● Written request
Turn every line of the entries below into a numbered list, skipping blank lines. Leave the pictures out of your answer.

● Dataset extract
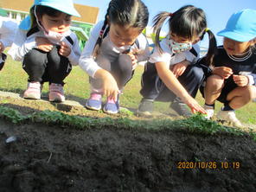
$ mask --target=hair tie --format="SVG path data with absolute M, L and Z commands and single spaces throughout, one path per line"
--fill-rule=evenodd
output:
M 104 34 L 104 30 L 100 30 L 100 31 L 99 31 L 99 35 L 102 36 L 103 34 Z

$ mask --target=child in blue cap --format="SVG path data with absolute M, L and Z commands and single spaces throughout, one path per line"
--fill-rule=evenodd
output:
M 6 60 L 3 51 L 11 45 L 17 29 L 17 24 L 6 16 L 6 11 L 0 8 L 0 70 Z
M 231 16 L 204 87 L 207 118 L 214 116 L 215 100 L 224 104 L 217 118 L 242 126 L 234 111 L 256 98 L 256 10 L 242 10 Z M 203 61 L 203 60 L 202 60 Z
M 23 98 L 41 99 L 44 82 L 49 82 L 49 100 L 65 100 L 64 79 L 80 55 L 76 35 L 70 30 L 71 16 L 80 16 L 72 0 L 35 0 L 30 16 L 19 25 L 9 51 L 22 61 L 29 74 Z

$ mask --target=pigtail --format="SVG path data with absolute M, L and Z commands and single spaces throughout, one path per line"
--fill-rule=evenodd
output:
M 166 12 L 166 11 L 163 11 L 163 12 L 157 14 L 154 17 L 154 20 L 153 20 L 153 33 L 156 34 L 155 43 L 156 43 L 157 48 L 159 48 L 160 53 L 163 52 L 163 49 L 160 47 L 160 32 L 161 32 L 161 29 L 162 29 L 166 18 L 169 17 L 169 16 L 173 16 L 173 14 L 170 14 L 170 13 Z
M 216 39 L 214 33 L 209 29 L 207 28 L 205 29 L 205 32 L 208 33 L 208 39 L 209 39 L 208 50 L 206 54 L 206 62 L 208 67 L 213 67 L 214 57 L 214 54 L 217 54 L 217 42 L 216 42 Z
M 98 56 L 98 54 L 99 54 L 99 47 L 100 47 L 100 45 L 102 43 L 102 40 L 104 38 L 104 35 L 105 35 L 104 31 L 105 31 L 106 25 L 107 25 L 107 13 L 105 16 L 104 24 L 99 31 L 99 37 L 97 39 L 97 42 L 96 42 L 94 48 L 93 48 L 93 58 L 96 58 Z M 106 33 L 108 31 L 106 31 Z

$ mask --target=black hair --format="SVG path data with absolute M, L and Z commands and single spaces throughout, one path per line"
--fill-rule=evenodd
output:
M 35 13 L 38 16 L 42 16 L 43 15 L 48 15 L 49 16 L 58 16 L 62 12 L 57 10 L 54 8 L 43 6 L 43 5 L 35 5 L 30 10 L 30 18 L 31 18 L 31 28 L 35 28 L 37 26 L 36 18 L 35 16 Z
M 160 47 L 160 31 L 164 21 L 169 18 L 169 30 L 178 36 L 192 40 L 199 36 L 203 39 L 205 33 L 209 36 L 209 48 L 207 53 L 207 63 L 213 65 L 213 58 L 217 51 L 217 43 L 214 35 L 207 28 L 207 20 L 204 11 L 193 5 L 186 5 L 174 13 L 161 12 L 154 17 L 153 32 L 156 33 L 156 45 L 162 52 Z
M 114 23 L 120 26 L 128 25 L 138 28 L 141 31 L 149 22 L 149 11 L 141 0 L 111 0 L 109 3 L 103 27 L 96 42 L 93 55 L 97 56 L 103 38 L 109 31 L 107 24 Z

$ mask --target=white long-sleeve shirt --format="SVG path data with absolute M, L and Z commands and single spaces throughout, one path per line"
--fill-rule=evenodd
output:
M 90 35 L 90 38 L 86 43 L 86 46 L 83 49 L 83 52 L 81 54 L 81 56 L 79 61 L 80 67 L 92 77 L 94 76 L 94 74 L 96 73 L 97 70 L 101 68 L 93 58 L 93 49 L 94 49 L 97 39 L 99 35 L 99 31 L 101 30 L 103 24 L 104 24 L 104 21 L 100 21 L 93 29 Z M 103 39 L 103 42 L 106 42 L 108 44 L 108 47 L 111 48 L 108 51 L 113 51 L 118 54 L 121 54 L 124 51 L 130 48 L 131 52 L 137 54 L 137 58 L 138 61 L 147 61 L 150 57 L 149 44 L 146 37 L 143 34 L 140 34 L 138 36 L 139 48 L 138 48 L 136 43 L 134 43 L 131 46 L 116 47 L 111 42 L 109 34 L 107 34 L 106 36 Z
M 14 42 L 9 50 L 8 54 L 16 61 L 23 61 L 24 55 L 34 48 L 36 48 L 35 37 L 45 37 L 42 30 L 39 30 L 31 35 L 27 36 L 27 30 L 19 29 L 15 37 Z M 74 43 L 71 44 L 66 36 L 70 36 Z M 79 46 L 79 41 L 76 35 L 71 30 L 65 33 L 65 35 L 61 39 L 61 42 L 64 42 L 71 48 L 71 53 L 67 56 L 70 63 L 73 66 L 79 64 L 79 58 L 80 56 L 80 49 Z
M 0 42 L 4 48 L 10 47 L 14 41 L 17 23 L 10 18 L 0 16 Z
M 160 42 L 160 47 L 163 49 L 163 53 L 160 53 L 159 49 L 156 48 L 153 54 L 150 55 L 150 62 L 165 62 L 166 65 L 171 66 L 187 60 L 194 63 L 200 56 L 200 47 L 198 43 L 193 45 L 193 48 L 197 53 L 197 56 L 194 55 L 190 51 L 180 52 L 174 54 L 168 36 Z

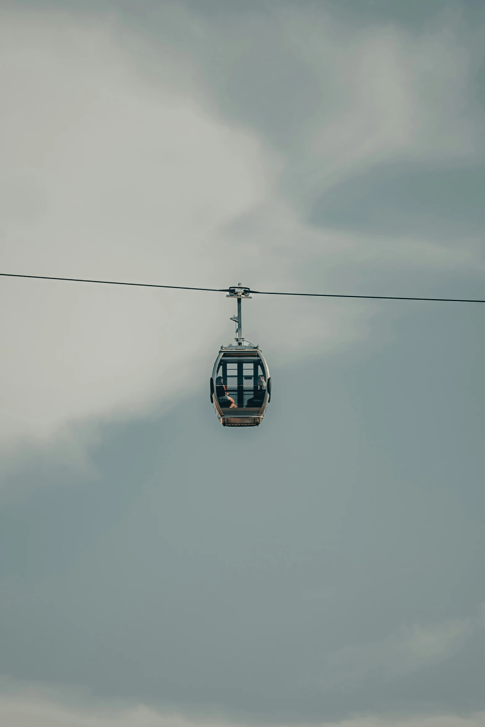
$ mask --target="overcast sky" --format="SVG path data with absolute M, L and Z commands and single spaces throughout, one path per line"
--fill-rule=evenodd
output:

● Finished exercise
1. $ mask --target=hair tie --format="SVG path data with absolute M, L and Z commands and single spaces throughout, one path per line"
2. --fill-rule=evenodd
3. output:
4. M 104 34 L 104 30 L 100 30 L 100 31 L 99 31 L 99 35 L 102 36 L 103 34 Z
5. $ mask --target=child in blue cap --format="SVG path data with absolute M, L and Z commands and single spaces throughout, one path per line"
6. --fill-rule=evenodd
7. output:
8. M 6 60 L 3 51 L 11 45 L 17 29 L 17 24 L 6 16 L 6 11 L 0 8 L 0 70 Z
9. M 231 16 L 204 87 L 207 118 L 214 116 L 215 100 L 224 104 L 217 118 L 242 126 L 234 111 L 256 98 L 256 10 L 242 10 Z M 203 61 L 203 60 L 202 60 Z
10. M 23 98 L 41 99 L 44 82 L 49 82 L 49 100 L 65 100 L 64 79 L 80 55 L 76 35 L 70 30 L 71 16 L 80 16 L 72 0 L 35 0 L 30 16 L 19 25 L 9 51 L 22 61 L 29 74 Z
11. $ mask --target=pigtail --format="SVG path data with absolute M, L and Z commands and single spaces throughout, one path per line"
12. --fill-rule=evenodd
13. output:
14. M 166 12 L 166 11 L 163 11 L 163 12 L 157 14 L 154 17 L 154 20 L 153 20 L 153 33 L 156 34 L 155 43 L 156 43 L 157 48 L 159 48 L 160 53 L 163 52 L 163 49 L 160 47 L 160 32 L 161 32 L 161 29 L 162 29 L 166 18 L 169 17 L 169 16 L 173 16 L 173 14 L 170 14 L 170 13 Z
15. M 216 39 L 214 33 L 209 29 L 207 28 L 205 29 L 205 32 L 208 33 L 208 39 L 209 39 L 208 50 L 206 54 L 206 62 L 208 67 L 213 67 L 214 57 L 214 54 L 217 54 L 217 42 L 216 42 Z
16. M 98 56 L 98 54 L 99 54 L 99 47 L 100 47 L 100 45 L 102 43 L 102 40 L 104 38 L 104 35 L 105 35 L 104 31 L 105 31 L 106 25 L 107 25 L 107 13 L 105 16 L 104 24 L 99 31 L 99 37 L 97 39 L 97 42 L 96 42 L 94 48 L 93 48 L 93 58 L 96 58 Z M 106 33 L 108 31 L 106 31 Z
17. $ mask --target=black hair --format="SVG path data with absolute M, L and Z commands and single spaces throughout, one path per line"
18. --fill-rule=evenodd
19. output:
20. M 35 13 L 38 16 L 42 16 L 43 15 L 48 15 L 49 16 L 58 16 L 62 12 L 57 10 L 54 8 L 43 6 L 43 5 L 35 5 L 30 10 L 30 18 L 31 18 L 31 28 L 35 28 L 37 26 L 36 18 L 35 16 Z
21. M 160 47 L 160 31 L 164 21 L 169 18 L 169 30 L 178 36 L 192 40 L 199 36 L 203 39 L 205 33 L 209 36 L 209 48 L 207 53 L 207 63 L 213 65 L 213 58 L 217 51 L 217 43 L 214 35 L 207 28 L 207 20 L 204 11 L 193 5 L 186 5 L 174 13 L 161 12 L 154 17 L 153 32 L 156 33 L 156 45 L 162 52 Z
22. M 114 23 L 120 26 L 128 25 L 138 28 L 141 31 L 149 22 L 149 11 L 141 0 L 111 0 L 109 3 L 103 27 L 96 42 L 93 55 L 97 56 L 103 38 L 109 31 L 107 24 Z
23. $ mask --target=white long-sleeve shirt --format="SVG path data with absolute M, L and Z commands and single spaces throughout, one path per line"
24. --fill-rule=evenodd
25. output:
26. M 90 35 L 90 38 L 86 43 L 86 46 L 83 49 L 83 52 L 81 54 L 81 56 L 79 61 L 80 67 L 92 77 L 94 76 L 94 74 L 96 73 L 97 70 L 101 68 L 93 58 L 93 49 L 94 49 L 97 39 L 99 35 L 99 31 L 101 30 L 103 24 L 104 24 L 104 21 L 100 21 L 93 29 Z M 103 39 L 103 42 L 106 42 L 108 44 L 108 47 L 111 48 L 108 51 L 113 51 L 118 54 L 121 54 L 124 51 L 130 48 L 131 52 L 137 54 L 137 58 L 138 61 L 147 61 L 150 57 L 149 44 L 146 37 L 143 34 L 140 34 L 138 36 L 139 48 L 138 48 L 136 43 L 134 43 L 131 46 L 116 47 L 111 42 L 109 34 L 107 34 L 106 36 Z
27. M 14 42 L 9 50 L 8 54 L 16 61 L 23 61 L 24 55 L 34 48 L 36 48 L 35 37 L 45 37 L 42 30 L 39 30 L 31 35 L 27 36 L 27 30 L 19 29 L 15 37 Z M 74 43 L 71 44 L 66 36 L 70 36 Z M 79 46 L 79 41 L 76 35 L 71 30 L 65 33 L 65 35 L 61 39 L 61 42 L 64 42 L 71 48 L 71 53 L 67 56 L 70 63 L 73 66 L 79 64 L 79 58 L 80 56 L 80 49 Z
28. M 0 42 L 4 48 L 10 47 L 14 41 L 17 23 L 10 18 L 0 16 Z
29. M 160 42 L 160 47 L 163 49 L 163 53 L 160 53 L 159 49 L 156 48 L 153 54 L 150 55 L 150 62 L 165 62 L 166 65 L 171 66 L 187 60 L 194 63 L 200 56 L 200 47 L 198 43 L 193 45 L 193 48 L 197 53 L 197 56 L 194 55 L 190 51 L 180 52 L 174 54 L 168 36 Z
30. $ mask --target="overcast sky" --format="SVG path data with absolute M, L and Z commands and single spaces throughout, one path per line"
31. --fill-rule=evenodd
32. output:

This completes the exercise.